── SUPPLIED MATERIAL

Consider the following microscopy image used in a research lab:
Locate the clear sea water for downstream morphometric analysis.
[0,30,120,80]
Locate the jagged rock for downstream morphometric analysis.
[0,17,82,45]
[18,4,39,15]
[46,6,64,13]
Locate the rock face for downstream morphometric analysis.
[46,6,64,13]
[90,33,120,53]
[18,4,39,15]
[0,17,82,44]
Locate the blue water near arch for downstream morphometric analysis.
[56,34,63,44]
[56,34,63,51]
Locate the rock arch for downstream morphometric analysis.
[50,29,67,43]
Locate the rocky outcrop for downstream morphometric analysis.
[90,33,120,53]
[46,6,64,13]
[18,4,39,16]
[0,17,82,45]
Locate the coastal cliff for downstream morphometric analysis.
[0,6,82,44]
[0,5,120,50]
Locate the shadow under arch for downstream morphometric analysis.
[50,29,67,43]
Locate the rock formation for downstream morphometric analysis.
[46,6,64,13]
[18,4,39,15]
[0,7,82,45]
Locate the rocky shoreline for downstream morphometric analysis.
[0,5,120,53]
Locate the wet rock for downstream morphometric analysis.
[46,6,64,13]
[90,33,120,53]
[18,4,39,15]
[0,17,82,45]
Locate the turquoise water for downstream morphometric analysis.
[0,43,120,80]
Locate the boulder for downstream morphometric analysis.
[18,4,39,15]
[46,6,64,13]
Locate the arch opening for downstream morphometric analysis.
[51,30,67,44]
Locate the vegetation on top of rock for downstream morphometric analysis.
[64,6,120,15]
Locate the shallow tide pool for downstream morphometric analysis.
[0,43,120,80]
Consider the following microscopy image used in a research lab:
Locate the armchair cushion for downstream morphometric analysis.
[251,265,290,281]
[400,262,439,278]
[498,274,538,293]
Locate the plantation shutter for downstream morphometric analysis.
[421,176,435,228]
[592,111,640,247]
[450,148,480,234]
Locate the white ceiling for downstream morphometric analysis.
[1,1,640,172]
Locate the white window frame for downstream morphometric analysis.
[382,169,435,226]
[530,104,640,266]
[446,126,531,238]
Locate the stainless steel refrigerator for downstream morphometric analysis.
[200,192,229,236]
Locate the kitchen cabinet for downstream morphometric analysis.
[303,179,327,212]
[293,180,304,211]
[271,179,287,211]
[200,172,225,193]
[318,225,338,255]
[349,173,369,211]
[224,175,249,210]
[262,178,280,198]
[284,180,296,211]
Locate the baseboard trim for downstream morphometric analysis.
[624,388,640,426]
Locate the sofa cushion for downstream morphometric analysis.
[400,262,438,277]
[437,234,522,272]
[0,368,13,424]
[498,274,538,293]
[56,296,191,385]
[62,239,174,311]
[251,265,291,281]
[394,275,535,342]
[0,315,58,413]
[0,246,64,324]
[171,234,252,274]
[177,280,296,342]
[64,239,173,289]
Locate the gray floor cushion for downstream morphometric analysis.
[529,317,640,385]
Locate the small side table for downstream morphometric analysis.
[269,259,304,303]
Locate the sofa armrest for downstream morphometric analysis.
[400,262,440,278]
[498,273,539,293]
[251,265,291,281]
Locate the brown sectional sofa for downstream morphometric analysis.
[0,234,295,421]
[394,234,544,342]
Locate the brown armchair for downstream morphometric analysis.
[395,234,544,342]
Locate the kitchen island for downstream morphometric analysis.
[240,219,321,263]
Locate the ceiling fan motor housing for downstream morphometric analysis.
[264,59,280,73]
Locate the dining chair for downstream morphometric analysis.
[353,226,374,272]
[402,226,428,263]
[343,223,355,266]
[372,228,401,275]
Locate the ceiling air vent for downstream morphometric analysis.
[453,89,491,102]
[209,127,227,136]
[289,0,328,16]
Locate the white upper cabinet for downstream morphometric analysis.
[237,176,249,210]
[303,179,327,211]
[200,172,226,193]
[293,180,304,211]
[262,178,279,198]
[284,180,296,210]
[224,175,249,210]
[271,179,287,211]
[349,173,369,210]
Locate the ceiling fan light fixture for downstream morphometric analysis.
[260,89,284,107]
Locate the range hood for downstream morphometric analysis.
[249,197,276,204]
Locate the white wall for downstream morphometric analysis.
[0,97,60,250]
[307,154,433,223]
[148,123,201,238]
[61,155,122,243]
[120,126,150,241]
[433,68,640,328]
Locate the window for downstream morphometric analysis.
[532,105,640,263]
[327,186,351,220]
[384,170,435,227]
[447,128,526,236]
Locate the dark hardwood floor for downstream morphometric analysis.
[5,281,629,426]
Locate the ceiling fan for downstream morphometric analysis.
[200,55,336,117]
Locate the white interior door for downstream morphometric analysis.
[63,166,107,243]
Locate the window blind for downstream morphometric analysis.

────

■ **GOAL**:
Copy out every line of the data above, word for word.

■ **SOLVED PROBLEM**:
Consider the following microscopy image used in a research lab:
Locate the clear sea water for downstream morphometric analysis.
[0,30,120,80]
Locate the jagged rock for downstream morphometric analysis.
[0,17,82,45]
[18,4,39,15]
[46,6,64,13]
Locate the rock face for downstream morphometric analysis.
[46,6,64,13]
[90,33,120,53]
[18,4,39,15]
[0,17,82,44]
Locate the blue water near arch for downstream morphometric analysis.
[56,34,63,44]
[56,34,63,51]
Locate the rock arch for downstream morphometric analysis.
[50,29,67,43]
Locate the rocky outcrop for downstream morphometric analysis.
[90,33,120,53]
[46,6,64,13]
[18,4,39,16]
[0,17,82,45]
Locate the coastal cliff for downstream morphometric analysis.
[0,6,82,44]
[0,5,120,50]
Locate the shadow under arch for downstream morphometric analysis.
[50,29,67,43]
Locate the rock formation for downstream morphometric analysis.
[46,6,64,13]
[18,4,39,15]
[0,7,82,45]
Locate the rocky shoreline for downstream morphometric analysis.
[0,5,120,53]
Locate the wet rock for downstream morphometric analysis.
[46,6,64,13]
[90,33,120,53]
[18,4,39,15]
[0,17,82,45]
Locate the turquoise water for downstream morphometric analysis.
[0,43,120,80]
Locate the boulder for downstream morphometric analysis.
[18,4,39,15]
[46,6,64,13]
Locate the arch opening for downstream morphometric analysis.
[51,30,67,44]
Locate the vegetation on top of rock for downstream morphometric analysis.
[64,6,120,15]
Locate the shallow tide pool for downstream morphometric analysis.
[0,43,120,80]
Consider the following microscopy image used in a research lab:
Locate the armchair cushion for downstream morphometric analysis.
[251,265,290,281]
[400,262,439,278]
[498,274,538,293]
Locate the plantation shutter for downstream morphometric analysis.
[421,176,435,228]
[592,111,640,247]
[450,148,480,234]
Locate the white ceiling for downstream morphometric analysis.
[1,1,640,172]
Locate the white window frame for downstream morphometric analysis.
[382,169,435,226]
[530,104,640,266]
[446,126,531,238]
Locate the stainless steel refrigerator for downstream morphometric analysis.
[200,192,229,236]
Locate the kitchen cabinet for downstream morphometric analysis.
[303,179,327,212]
[293,180,304,211]
[271,179,287,211]
[200,172,225,193]
[318,225,338,255]
[349,173,369,211]
[224,175,249,210]
[262,178,280,198]
[284,180,296,211]
Locate the baseboard trim for downstream morphometric analysis.
[624,388,640,426]
Locate the sofa cushion for downstream morphometric analysis.
[400,262,438,277]
[437,234,522,272]
[0,368,13,424]
[498,274,538,293]
[56,296,191,385]
[62,239,174,311]
[251,265,291,281]
[394,275,535,342]
[0,315,58,413]
[0,246,64,324]
[171,234,252,274]
[177,280,296,342]
[64,239,173,289]
Locate the gray floor cushion for downstream morphometric analysis.
[529,317,640,385]
Locate the small side table for downstream morphometric analysis.
[269,259,304,303]
Locate the sofa armrest for downstream morphometric analysis.
[400,262,440,278]
[498,273,539,293]
[251,265,291,281]
Locate the brown sectional sofa for downstream morphometric analysis.
[0,234,295,421]
[394,234,544,342]
Locate the brown armchair for downstream morphometric analysis.
[395,234,544,342]
Locate the kitchen island for downstream morphometric analysis.
[240,219,321,263]
Locate the ceiling fan motor housing for downstream morphometric analysis.
[264,59,280,73]
Locate the dining chair for downstream morphometric analysis.
[353,226,374,272]
[402,226,428,263]
[343,223,355,266]
[372,228,401,275]
Locate the ceiling air vent for downstream morphometric analysis.
[453,89,491,102]
[209,127,227,136]
[289,0,328,16]
Locate the white upper cabinet for downstream morphometric analysis.
[237,176,249,210]
[303,179,327,211]
[200,172,226,193]
[293,180,304,211]
[262,178,279,198]
[284,180,296,210]
[224,175,249,210]
[271,179,287,211]
[349,173,369,210]
Locate the ceiling fan light fixture for downstream morphometric analysis.
[260,89,284,107]
Locate the range hood for downstream morphometric analysis.
[249,197,276,204]
Locate the white wall for downstream morphometric analysis.
[0,97,60,250]
[307,154,433,223]
[148,123,201,238]
[61,155,122,243]
[120,126,150,241]
[433,68,640,328]
Locate the window for downstream morphometric analysis.
[532,105,640,263]
[327,186,351,220]
[384,170,435,227]
[447,128,526,236]
Locate the dark hardwood floor for downstream morphometric analysis.
[5,281,629,426]
Locate the ceiling fan for downstream morphometric analysis.
[200,55,336,117]
Locate the white interior door for downstream morphometric analysis.
[63,166,107,243]
Locate the window blind for downstream morphometric analysis.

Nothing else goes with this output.